_Aim of the task_. Which lines below contain the string "roof"? List every one of them in full.

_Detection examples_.
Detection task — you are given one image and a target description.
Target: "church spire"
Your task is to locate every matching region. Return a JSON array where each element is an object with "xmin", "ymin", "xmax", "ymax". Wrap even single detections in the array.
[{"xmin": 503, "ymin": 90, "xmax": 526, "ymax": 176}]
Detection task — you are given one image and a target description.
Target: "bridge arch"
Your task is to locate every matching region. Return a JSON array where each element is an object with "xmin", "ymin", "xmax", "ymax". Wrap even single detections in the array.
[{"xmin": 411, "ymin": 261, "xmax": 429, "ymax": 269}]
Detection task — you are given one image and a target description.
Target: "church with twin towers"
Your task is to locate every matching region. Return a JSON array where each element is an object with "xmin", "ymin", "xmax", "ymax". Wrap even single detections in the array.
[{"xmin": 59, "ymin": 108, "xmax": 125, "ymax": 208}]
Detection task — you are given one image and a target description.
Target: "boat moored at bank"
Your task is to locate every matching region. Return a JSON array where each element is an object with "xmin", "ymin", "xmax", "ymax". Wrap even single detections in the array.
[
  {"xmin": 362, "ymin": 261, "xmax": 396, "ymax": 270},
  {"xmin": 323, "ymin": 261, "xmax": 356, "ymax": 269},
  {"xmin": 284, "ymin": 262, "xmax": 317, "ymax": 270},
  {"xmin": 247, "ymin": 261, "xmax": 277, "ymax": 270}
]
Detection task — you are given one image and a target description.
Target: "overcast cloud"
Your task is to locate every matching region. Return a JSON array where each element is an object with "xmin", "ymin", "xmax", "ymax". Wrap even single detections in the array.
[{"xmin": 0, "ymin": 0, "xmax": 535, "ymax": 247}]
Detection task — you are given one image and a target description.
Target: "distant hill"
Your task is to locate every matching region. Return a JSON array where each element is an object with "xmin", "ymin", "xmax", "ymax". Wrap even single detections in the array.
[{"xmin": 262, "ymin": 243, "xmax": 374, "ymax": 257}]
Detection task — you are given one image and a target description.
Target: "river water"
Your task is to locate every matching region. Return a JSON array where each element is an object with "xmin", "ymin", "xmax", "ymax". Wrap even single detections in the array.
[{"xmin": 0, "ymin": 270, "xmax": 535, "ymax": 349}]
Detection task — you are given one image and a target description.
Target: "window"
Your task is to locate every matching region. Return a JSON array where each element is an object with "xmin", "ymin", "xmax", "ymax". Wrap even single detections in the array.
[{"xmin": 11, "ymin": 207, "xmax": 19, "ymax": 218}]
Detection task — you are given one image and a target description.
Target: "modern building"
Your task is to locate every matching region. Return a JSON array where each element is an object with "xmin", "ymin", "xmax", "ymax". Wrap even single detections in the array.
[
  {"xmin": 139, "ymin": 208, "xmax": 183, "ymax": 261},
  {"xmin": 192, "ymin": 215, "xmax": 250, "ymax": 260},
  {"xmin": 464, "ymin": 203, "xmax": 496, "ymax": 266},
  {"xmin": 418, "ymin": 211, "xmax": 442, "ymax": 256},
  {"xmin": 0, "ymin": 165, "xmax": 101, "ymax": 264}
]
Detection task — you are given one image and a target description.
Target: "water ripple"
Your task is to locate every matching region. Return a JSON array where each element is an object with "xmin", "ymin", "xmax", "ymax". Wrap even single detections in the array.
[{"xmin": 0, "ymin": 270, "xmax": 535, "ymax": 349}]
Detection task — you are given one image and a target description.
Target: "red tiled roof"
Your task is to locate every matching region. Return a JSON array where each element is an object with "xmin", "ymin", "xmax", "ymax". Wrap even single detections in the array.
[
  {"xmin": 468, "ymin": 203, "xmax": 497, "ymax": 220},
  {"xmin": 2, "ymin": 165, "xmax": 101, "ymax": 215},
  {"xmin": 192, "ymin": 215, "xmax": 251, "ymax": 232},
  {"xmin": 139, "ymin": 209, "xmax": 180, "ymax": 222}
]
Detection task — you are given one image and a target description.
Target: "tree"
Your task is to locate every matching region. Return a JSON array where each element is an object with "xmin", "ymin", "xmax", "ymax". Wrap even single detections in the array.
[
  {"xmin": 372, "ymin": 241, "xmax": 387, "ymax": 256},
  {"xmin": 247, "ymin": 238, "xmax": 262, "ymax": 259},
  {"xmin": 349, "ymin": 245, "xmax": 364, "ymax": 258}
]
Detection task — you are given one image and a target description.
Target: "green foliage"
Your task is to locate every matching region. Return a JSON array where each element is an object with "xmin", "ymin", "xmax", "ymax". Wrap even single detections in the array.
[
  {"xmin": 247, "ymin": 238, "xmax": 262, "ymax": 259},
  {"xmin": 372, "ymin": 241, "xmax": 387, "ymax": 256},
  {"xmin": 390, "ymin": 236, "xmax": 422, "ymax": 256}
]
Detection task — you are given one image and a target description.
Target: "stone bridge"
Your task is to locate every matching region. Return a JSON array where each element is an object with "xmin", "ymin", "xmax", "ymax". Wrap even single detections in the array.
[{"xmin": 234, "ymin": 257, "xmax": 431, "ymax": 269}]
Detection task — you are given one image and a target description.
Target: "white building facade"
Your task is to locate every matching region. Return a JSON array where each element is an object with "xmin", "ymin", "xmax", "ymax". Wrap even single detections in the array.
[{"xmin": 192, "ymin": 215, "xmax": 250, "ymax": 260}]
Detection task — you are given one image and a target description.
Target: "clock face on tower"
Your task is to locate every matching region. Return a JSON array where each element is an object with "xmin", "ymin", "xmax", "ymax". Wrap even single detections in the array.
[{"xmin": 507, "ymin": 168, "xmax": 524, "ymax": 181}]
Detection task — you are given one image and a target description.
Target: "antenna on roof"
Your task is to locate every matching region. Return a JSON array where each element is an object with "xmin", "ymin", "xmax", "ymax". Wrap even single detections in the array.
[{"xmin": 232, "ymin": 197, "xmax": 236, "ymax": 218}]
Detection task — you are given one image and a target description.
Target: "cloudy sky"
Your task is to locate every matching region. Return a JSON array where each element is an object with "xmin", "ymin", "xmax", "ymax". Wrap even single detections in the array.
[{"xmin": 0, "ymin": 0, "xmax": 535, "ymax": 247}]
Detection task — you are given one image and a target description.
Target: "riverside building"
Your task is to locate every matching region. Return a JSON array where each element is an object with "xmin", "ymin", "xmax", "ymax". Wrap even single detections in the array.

_Task solution_.
Target: "red tiled roof"
Target: "antenna on roof"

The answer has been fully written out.